Selected excerpt:
STAN DOUGLAS: I was in Berlin just having premiered in Munich my play Helen Lawrence, and I saw this person in Rosa-Luxemburg Platz in East Berlin. I had the feeling that this person was an East Berliner just by their posture, their composure, their clothing, and just a general attitude. I don’t know for sure, but that was my suspicion. But I had this uncanny feeling that this person is in East Berlin but he feels out of place in East Berlin. He’s from East Germany, but looks out of place in East Germany. Which is just funny, that condition. And that sort of inspired me, this idea of “who belongs where?” And how is identity established from one person to another?

HUZENIS: So, what is your background in science fiction? Has that been a long interest for you?

Given information:

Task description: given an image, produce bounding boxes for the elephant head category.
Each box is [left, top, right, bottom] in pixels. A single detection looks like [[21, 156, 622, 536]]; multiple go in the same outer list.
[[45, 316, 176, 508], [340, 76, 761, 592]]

Tasks to perform:
(1) Repeat the interview excerpt word for word, everything from "STAN DOUGLAS: I" down to "person to another?".
(2) Answer these questions from the interview excerpt:
(a) In which city did Stan Douglas premiere his play Helen Lawrence?
(b) Where in East Berlin did he see the person he describes?
(c) What background does Huzenis ask him about?
The listing plays no part in this work.

Responses:
(1)
STAN DOUGLAS: I was in Berlin just having premiered in Munich my play Helen Lawrence, and I saw this person in Rosa-Luxemburg Platz in East Berlin. I had the feeling that this person was an East Berliner just by their posture, their composure, their clothing, and just a general attitude. I don’t know for sure, but that was my suspicion. But I had this uncanny feeling that this person is in East Berlin but he feels out of place in East Berlin. He’s from East Germany, but looks out of place in East Germany. Which is just funny, that condition. And that sort of inspired me, this idea of “who belongs where?” And how is identity established from one person to another?

(2)
(a) Munich
(b) Rosa-Luxemburg Platz
(c) His background in science fiction